*Goal of the exercise*
Can you reproduce, word for word, the stretch of the year-end post on the pandemic and technology from "I’ve gotten far" through "count as work!)."?

*Passage provided*
::::::::

I’ve gotten far too many awful ‘here’s our 2020 highlights’ corporate newsletters this week to inflict a similar one on all of you. So as this terrible year closes I’m just going to leave you with two passages from my recent work. The first is from the Introduction to the book and the second is a Twitter thread from the end of last month. (yes, Twitter threads count as work!).
The irony is that we are now being asked to place our trust in technology to at least partially get us out of this mess. As I mentioned in The Psychology of Social Media (Mc Mahon, 2019) an essential truth about social media services is that they encourage users to commodify themselves – their personal information, their emotions their sociality – and put it online. This is a reality that most of us feel uncomfortable about on the rare occasion when we pause to examine it. But now in 2020, we are being asked to share our location and interaction history with contact tracing apps, where the personal information is gathered for the purpose of saving lives. Will this feel less unpleasant, because we’re not generating private profit but attempting to help the greater good? Or will it feel more like the consolidation of this unease, a normalisation of this model of commodification and surveillance?
Despite the fact that “tech-based solutions being pursued and deployed are far from ideal and have a number of issues that suggest they may not be fit-for-purpose” (Kitchin, 2020, p. 7), such smartphone applications are being pushed out by governments all across the world in an attempt to halt the spread of the coronavirus. In that light, the failure of many advanced nations, including the United Kingdom, to build such an app without the involvement help of Google and Apple (Sabbagh & Hern, 2020) is remarkable. What does that say about state capacity to protect its citizens in the technology sphere? As one scholar has queried, even if these tech giants get everything right about the privacy aspects of these apps, is there still something fundamentally wrong (Sharon, 2020)? We are now at a point where tech corporations’ involvement in modern life has moved from the useful to the essential: it is difficult to see how societies can now function without them.From ‘Introduction’ (p. 3), Psychological Insights for Understanding COVID-19 and Media and Technology
I guess the lingering sense of discomfort I’m feeling these days is that whatever potential the 2020 COVID19 pandemic had to radically transform our societies for the better will be lost, just like it was after the 2008 financial crisis. The pandemic could have been controlled with more socialised, public health measures, but now the vaccine is going to arrive and save the day. There won’t need to be any reform there, the same bloated systems will limp on. All this craic about pedestrianisation of streets so more people could sit outside and eat – that won’t happen either. There will be no pressing need to, the urgency will fade away. All this talk of the ‘new normal’ – well, we never really left normality, did we? much of the semiotics of change we see around us are really very temporary. If you can enter any retail outlet these days, you will see perspex screens that look very flimsy, behind which staff are wearing their own masks (not branded) and struggling to communicate with customers and each other over piped muzak. I have yet to see a commercial environment which looks fundamentally changed. It all looks like it will revert to normal in an instant. Plus the fact that many Western governments seem to be relying on data interpreted by professional services firms – rather than publicly funded academics and scientists – well, this is all very 2009, isn’t it? So I guess to conclude I wonder what the 2021 terminology for ‘austerity’ will be.From https://twitter.com/CJAMcMahon/status/1333062546979516419
Yes, you can get the cheery upbeat #content somewhere else! I promise to have more uplifting thoughts in the new year!

::::::::

*Given data*
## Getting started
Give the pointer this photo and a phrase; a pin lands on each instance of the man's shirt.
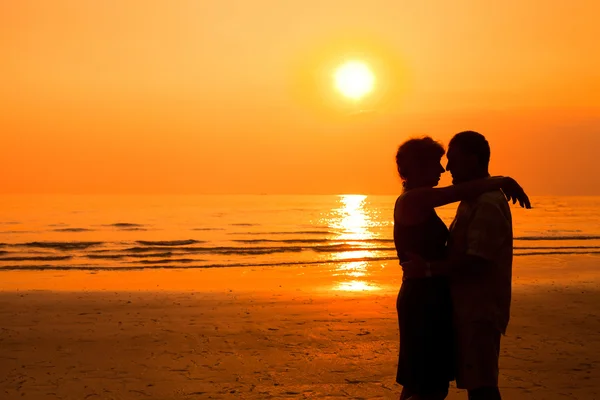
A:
(483, 228)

::::::::

*Result of the exercise*
I’ve gotten far too many awful ‘here’s our 2020 highlights’ corporate newsletters this week to inflict a similar one on all of you. So as this terrible year closes I’m just going to leave you with two passages from my recent work. The first is from the Introduction to the book and the second is a Twitter thread from the end of last month. (yes, Twitter threads count as work!).